What this task involves
Write out the listing exactly as it is given.

****

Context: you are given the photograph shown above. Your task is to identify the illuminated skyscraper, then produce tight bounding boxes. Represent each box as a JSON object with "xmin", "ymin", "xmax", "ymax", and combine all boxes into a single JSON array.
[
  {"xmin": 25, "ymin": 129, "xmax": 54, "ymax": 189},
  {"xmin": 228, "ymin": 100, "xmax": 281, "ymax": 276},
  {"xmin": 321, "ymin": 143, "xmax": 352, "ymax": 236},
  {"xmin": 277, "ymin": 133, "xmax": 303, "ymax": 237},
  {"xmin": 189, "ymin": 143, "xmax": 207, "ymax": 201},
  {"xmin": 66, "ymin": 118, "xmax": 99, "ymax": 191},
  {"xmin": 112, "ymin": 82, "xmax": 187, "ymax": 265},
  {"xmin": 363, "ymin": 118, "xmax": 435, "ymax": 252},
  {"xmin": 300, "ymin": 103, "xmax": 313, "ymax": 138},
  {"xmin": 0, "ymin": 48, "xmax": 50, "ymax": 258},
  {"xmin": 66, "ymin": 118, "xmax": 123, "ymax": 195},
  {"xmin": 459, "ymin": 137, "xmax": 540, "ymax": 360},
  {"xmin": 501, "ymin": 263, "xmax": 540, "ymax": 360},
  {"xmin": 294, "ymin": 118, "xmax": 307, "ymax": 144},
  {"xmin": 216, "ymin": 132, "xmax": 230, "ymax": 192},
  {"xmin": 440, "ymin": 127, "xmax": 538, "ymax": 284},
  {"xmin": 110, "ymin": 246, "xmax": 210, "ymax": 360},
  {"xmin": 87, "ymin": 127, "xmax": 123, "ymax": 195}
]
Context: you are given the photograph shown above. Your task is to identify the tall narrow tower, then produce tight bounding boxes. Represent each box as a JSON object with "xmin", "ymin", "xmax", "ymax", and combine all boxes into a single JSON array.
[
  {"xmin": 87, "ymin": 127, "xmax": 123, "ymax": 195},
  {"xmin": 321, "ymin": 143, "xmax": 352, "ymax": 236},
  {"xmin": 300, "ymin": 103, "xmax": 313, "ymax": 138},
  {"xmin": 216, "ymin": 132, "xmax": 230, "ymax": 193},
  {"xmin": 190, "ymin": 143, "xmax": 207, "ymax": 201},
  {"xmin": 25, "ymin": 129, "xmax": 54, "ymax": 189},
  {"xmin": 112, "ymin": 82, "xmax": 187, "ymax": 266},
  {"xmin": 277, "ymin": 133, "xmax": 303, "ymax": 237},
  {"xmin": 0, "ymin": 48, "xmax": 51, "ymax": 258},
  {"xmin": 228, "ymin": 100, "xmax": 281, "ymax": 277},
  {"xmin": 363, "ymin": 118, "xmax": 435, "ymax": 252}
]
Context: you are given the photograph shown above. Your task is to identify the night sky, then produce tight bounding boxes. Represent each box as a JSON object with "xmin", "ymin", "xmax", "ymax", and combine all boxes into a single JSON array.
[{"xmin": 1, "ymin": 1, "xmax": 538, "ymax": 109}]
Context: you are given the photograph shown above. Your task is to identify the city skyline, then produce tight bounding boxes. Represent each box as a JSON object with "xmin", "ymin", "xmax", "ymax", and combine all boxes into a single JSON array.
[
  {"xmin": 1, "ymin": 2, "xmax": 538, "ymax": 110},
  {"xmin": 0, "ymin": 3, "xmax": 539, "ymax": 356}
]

****

Result
Context: you are given the photograph shown above. Your task is to identify the illuminated skyscraper, then produce tight bounding boxes. Represent each box as a JSON object with "xmin", "ymin", "xmax", "ymax", and combine all boxes into a single JSON array.
[
  {"xmin": 25, "ymin": 129, "xmax": 54, "ymax": 189},
  {"xmin": 228, "ymin": 100, "xmax": 281, "ymax": 276},
  {"xmin": 321, "ymin": 143, "xmax": 352, "ymax": 236},
  {"xmin": 277, "ymin": 133, "xmax": 303, "ymax": 237},
  {"xmin": 189, "ymin": 143, "xmax": 207, "ymax": 201},
  {"xmin": 66, "ymin": 118, "xmax": 99, "ymax": 191},
  {"xmin": 112, "ymin": 82, "xmax": 187, "ymax": 265},
  {"xmin": 363, "ymin": 118, "xmax": 435, "ymax": 252},
  {"xmin": 300, "ymin": 103, "xmax": 313, "ymax": 138},
  {"xmin": 0, "ymin": 48, "xmax": 50, "ymax": 258},
  {"xmin": 66, "ymin": 118, "xmax": 123, "ymax": 195},
  {"xmin": 459, "ymin": 137, "xmax": 540, "ymax": 360},
  {"xmin": 501, "ymin": 263, "xmax": 540, "ymax": 360},
  {"xmin": 294, "ymin": 118, "xmax": 307, "ymax": 144},
  {"xmin": 216, "ymin": 132, "xmax": 230, "ymax": 192},
  {"xmin": 440, "ymin": 127, "xmax": 538, "ymax": 284},
  {"xmin": 110, "ymin": 246, "xmax": 210, "ymax": 360},
  {"xmin": 87, "ymin": 127, "xmax": 123, "ymax": 195}
]
Context: you are given the photograph shown above. Your task is to identify the tall narrow tower, then produce tight bounding boxes. Represent each box as a JSON object with "xmin", "ymin", "xmax", "ymax", and combine all boxes into a single JSON array.
[
  {"xmin": 87, "ymin": 127, "xmax": 123, "ymax": 195},
  {"xmin": 321, "ymin": 143, "xmax": 352, "ymax": 236},
  {"xmin": 300, "ymin": 103, "xmax": 313, "ymax": 138},
  {"xmin": 216, "ymin": 132, "xmax": 230, "ymax": 193},
  {"xmin": 190, "ymin": 143, "xmax": 207, "ymax": 201},
  {"xmin": 25, "ymin": 129, "xmax": 54, "ymax": 189},
  {"xmin": 112, "ymin": 82, "xmax": 187, "ymax": 266},
  {"xmin": 277, "ymin": 133, "xmax": 303, "ymax": 237},
  {"xmin": 0, "ymin": 48, "xmax": 51, "ymax": 258},
  {"xmin": 228, "ymin": 100, "xmax": 281, "ymax": 277},
  {"xmin": 363, "ymin": 118, "xmax": 435, "ymax": 252}
]
Context: you are given the photograph shown above. Your task is to identify the night sky, then produce tight bounding boxes. Represent each box as a JSON object with "xmin", "ymin", "xmax", "ymax", and combine all boxes into a single JSON array.
[{"xmin": 1, "ymin": 1, "xmax": 538, "ymax": 109}]
Context: you are given the photograph shown above. Your task is to identify the city skyline, then produce tight bounding boxes. Represent each box as a JSON object with "xmin", "ymin", "xmax", "ymax", and combine all boxes into a single JSON array.
[
  {"xmin": 1, "ymin": 2, "xmax": 538, "ymax": 110},
  {"xmin": 0, "ymin": 3, "xmax": 539, "ymax": 356}
]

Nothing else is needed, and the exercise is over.